» Required work
Could you copy the lines below word for word, leaving out the pictures?

» Records for this exercise
▼
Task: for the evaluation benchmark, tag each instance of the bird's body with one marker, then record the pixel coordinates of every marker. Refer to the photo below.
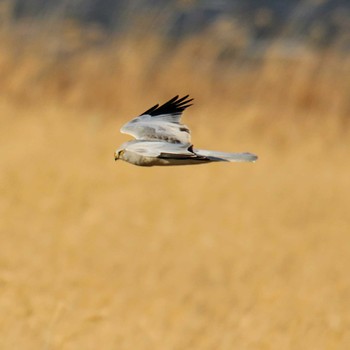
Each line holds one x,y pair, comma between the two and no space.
162,140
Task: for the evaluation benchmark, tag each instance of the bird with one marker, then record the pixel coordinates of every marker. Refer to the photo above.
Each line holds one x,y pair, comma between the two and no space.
161,140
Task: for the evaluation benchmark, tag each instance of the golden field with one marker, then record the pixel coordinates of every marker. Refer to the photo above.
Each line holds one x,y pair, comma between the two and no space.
103,255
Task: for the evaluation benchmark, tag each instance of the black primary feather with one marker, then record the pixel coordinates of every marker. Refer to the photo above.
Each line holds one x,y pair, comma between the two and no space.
174,106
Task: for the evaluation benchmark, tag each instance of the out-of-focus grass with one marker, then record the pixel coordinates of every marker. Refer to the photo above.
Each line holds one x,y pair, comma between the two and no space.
97,254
▲
» Task result
Task: for the evaluation benchmark, tag each instance of the bird's body with one marker, then record the pixel coordinates of every marker. Refer to the photo below.
Each line holds one x,y pair, comma between the two and no space.
162,140
Task: for the evaluation benchmark, tag each instance of the bird with one marker, then record the pixel coordinates of every marker. Refer to the photo above.
Each line holds one x,y pair, comma between the two and no space.
161,140
Task: for the evaluation benchmark, tag each instance of the golden field with one marker, then record the pixel coordinates of every marker. Refer to the photo above.
Each line holds one x,y pair, comma between the two and no space.
103,255
Task: for the evaluation benchmark, tag each instance of the black primary feather with one marker, then record the pixel coordinates of every marker. Refer to the photo above.
Each line holds one x,y pair, comma between the two and no space.
174,106
Task: for the evaluation benchmark, tag each instance of the out-of-focus grass with one marker, then record the pixel coordinates of every marker. Refer to the photo above.
Each line holds one x,y pair, comma between the two and no space.
97,254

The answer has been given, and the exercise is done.